Task to carry out ->
Given the records below, transcribe each of them exactly.

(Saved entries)
════
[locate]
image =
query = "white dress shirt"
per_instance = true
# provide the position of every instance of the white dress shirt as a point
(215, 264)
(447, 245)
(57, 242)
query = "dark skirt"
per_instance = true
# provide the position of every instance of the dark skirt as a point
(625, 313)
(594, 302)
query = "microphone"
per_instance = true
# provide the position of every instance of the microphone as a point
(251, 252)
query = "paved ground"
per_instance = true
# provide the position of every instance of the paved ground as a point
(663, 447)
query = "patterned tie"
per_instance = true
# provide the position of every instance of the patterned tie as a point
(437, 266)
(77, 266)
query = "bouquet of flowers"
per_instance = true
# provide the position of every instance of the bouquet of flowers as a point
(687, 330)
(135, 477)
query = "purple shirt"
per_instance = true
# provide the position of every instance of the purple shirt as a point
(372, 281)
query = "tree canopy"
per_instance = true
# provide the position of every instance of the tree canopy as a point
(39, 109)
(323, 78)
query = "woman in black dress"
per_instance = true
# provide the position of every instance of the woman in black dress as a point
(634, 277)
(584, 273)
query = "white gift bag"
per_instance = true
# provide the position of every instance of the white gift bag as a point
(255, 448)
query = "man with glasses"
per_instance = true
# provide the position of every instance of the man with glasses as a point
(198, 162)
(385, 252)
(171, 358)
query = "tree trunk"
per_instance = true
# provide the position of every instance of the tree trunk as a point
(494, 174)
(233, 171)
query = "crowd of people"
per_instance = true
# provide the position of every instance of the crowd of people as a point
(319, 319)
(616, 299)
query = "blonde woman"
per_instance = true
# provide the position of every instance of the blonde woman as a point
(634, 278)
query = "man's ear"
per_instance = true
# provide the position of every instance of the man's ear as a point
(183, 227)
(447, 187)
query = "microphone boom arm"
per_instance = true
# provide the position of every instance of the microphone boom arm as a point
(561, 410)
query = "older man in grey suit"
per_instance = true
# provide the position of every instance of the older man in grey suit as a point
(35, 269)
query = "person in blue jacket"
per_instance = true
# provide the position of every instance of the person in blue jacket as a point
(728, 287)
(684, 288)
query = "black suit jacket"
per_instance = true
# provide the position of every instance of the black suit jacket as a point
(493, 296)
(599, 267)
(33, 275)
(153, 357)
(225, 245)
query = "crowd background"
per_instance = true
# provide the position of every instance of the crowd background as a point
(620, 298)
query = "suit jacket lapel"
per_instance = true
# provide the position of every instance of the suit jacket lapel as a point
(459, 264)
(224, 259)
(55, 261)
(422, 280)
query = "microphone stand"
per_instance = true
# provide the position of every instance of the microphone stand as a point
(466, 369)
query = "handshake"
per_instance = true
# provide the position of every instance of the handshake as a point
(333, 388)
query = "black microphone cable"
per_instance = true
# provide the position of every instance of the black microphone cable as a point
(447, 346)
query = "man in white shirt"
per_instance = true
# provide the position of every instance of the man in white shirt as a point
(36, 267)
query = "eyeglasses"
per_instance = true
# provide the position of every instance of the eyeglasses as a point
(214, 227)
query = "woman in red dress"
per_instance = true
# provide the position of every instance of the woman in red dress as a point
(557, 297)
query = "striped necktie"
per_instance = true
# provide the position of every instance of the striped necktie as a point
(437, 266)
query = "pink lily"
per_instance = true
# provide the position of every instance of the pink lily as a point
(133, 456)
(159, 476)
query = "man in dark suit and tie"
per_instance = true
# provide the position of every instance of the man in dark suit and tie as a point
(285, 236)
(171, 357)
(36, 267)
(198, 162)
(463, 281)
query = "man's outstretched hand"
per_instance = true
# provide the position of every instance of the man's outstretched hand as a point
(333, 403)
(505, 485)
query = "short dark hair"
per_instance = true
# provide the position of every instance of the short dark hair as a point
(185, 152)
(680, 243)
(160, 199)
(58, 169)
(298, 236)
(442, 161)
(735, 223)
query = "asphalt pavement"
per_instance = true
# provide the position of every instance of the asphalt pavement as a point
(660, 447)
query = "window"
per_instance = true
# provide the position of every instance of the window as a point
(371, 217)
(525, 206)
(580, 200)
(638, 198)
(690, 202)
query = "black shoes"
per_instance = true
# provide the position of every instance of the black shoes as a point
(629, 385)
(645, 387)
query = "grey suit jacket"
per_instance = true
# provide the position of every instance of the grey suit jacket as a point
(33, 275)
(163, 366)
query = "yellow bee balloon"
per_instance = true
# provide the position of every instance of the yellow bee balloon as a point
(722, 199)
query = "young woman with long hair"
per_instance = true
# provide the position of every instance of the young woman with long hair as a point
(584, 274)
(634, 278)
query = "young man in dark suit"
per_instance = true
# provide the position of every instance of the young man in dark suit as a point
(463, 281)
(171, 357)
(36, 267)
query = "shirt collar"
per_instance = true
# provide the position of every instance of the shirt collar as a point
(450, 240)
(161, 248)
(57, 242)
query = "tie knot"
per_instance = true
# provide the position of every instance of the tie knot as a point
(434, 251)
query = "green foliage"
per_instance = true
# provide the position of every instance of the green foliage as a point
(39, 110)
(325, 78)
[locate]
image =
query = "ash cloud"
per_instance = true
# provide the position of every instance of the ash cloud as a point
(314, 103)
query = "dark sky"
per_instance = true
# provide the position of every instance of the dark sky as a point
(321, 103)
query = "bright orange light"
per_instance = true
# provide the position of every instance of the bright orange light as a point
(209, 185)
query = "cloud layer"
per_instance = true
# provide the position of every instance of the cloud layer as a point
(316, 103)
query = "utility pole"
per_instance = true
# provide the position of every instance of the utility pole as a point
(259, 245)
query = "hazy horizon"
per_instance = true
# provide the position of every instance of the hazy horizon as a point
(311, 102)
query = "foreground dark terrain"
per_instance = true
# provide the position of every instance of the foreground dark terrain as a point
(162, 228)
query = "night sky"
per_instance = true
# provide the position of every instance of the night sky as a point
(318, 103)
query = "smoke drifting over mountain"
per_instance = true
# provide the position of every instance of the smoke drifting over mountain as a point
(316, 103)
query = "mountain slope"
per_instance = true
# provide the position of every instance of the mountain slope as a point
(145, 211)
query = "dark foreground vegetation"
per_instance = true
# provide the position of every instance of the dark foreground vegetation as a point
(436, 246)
════
Answer to this problem ->
[locate]
image =
query = "white dress shirt"
per_instance = true
# provide the position of every instance of the white dress shirt as a point
(215, 264)
(447, 245)
(57, 242)
query = "dark skirt"
per_instance = true
# provide the position of every instance of the dark skirt as a point
(625, 313)
(594, 302)
query = "microphone"
per_instance = true
# provide the position of every instance of the microphone as a point
(251, 252)
query = "paved ground"
per_instance = true
# provide the position of every instance of the paved ground as a point
(663, 447)
query = "patterned tie"
per_instance = true
# provide the position of every instance of the patterned tie as a point
(437, 266)
(77, 266)
query = "bouquet of flowers"
per_instance = true
# provide the position of every instance of the bouquet of flowers as a point
(687, 330)
(135, 477)
query = "purple shirt"
per_instance = true
# provide the position of every instance of the purple shirt as a point
(372, 281)
query = "tree canopy"
per_instance = true
# provide the position of every instance of the tree canopy as a point
(39, 109)
(323, 78)
query = "woman in black dress"
per_instance = true
# provide the position of every instance of the woman in black dress as a point
(634, 277)
(584, 273)
query = "white gift bag"
per_instance = true
# provide the position of every instance of the white gift bag as a point
(255, 448)
query = "man with glasses"
per_instance = true
# provide the position of every instance of the man with glasses as a point
(198, 162)
(385, 252)
(171, 358)
query = "tree trunk"
per_instance = true
# provide the position of every instance of the tree trunk as a point
(494, 174)
(233, 171)
query = "crowd of people"
per_instance = true
# provide the position of every instance of the crowd of people as a point
(319, 319)
(616, 299)
query = "blonde woman"
per_instance = true
# provide the position of every instance of the blonde woman as a point
(634, 278)
query = "man's ear"
per_instance = true
# provide the position of every instance of the man's ear as a point
(183, 227)
(447, 187)
query = "microphone boom arm"
per_instance = true
# provide the position of every instance of the microphone boom arm as a point
(561, 410)
query = "older man in grey suit"
per_instance = true
# provide the position of every instance of the older man in grey suit as a point
(35, 269)
query = "person in blue jacket"
per_instance = true
# provide the position of every instance of the person in blue jacket as a point
(728, 287)
(684, 288)
query = "black suit jacket"
per_instance = true
# provide the position of every instance of the black suit jacket as a point
(493, 296)
(599, 267)
(33, 275)
(153, 357)
(225, 245)
query = "crowd background"
per_instance = true
# provide the position of every instance of the crowd background as a point
(620, 298)
query = "suit jacket lapel"
per_instance = true
# provide the position of every instance of the suit jacket lapel as a point
(459, 264)
(224, 259)
(55, 261)
(422, 280)
query = "microphone stand"
per_instance = true
# provide the position of every instance of the microphone stand as a point
(466, 369)
query = "handshake"
per_instance = true
# provide the position of every instance of the handshake as a point
(333, 388)
query = "black microphone cable"
per_instance = true
# provide the position of every instance of the black microphone cable as a point
(447, 346)
query = "man in white shirt"
per_instance = true
# provide the position of every instance of the man in white shirt as a point
(36, 267)
query = "eyeglasses"
per_instance = true
# provide the position of every instance of the eyeglasses as a point
(214, 227)
query = "woman in red dress"
per_instance = true
# provide the position of every instance of the woman in red dress as a point
(557, 297)
query = "striped necktie"
per_instance = true
# provide the position of every instance of the striped necktie as a point
(437, 266)
query = "pink lily"
per_instance = true
# provide the position of every instance of the pink lily as a point
(133, 456)
(159, 476)
query = "man in dark suit and tie"
per_instance = true
# provide the position of every instance of the man in dark suit and tie as a point
(285, 236)
(171, 357)
(36, 267)
(198, 162)
(463, 281)
query = "man's outstretched hand"
per_instance = true
# provide the position of every instance of the man's outstretched hand as a point
(333, 403)
(505, 485)
query = "short dark hair"
per_instance = true
# provide the position of every instance of the short dark hair as a point
(185, 152)
(680, 243)
(160, 199)
(58, 169)
(298, 236)
(442, 161)
(735, 223)
query = "asphalt pavement"
per_instance = true
# provide the position of every instance of the asphalt pavement as a point
(660, 447)
query = "window"
per_instance = true
# provide the position of every instance of the window as a point
(371, 217)
(525, 206)
(580, 200)
(638, 198)
(690, 202)
query = "black shoes"
per_instance = true
# provide the position of every instance of the black shoes as a point
(629, 385)
(645, 387)
query = "grey suit jacket"
per_instance = true
# provide the position of every instance of the grey suit jacket as a point
(33, 275)
(163, 366)
query = "yellow bee balloon"
per_instance = true
# provide the position of every instance of the yellow bee balloon as a point
(722, 199)
query = "young woman with long hair"
per_instance = true
# provide the position of every instance of the young woman with long hair as a point
(584, 274)
(634, 278)
query = "young man in dark suit"
per_instance = true
# provide the position of every instance of the young man in dark suit as a point
(463, 281)
(171, 357)
(36, 267)
query = "shirt collar"
per_instance = true
# provide the position of every instance of the shirt collar as a point
(450, 240)
(161, 248)
(57, 242)
query = "tie knot"
per_instance = true
# provide the position of every instance of the tie knot as a point
(434, 251)
query = "green foliage"
per_instance = true
# provide the position of every instance of the green foliage as a point
(39, 110)
(325, 78)
[locate]
image =
query = "ash cloud"
per_instance = true
# provide the position of every instance of the ash cloud as a point
(314, 103)
query = "dark sky"
per_instance = true
# provide the position of every instance of the dark sky as a point
(321, 103)
query = "bright orange light"
per_instance = true
# provide the position of every instance of the bright orange light as a point
(209, 185)
query = "cloud layer"
per_instance = true
# provide the position of every instance of the cloud layer as a point
(316, 103)
query = "utility pole"
per_instance = true
# provide the position of every instance of the utility pole as a point
(259, 245)
query = "hazy horizon"
per_instance = true
# provide the position of every instance of the hazy horizon as a point
(311, 102)
query = "foreground dark terrain"
per_instance = true
# provide the position of every instance of the foreground dark terrain as a point
(162, 228)
query = "night sky"
per_instance = true
# provide the position of every instance of the night sky as a point
(318, 103)
query = "smoke drifting over mountain"
per_instance = true
# provide the position of every instance of the smoke drifting over mountain as a point
(316, 103)
query = "mountain slope"
per_instance = true
# provide the position of every instance of the mountain slope as a point
(145, 211)
query = "dark foreground vegetation"
per_instance = true
# provide the position of every instance of the dark foreground vegetation as a point
(436, 246)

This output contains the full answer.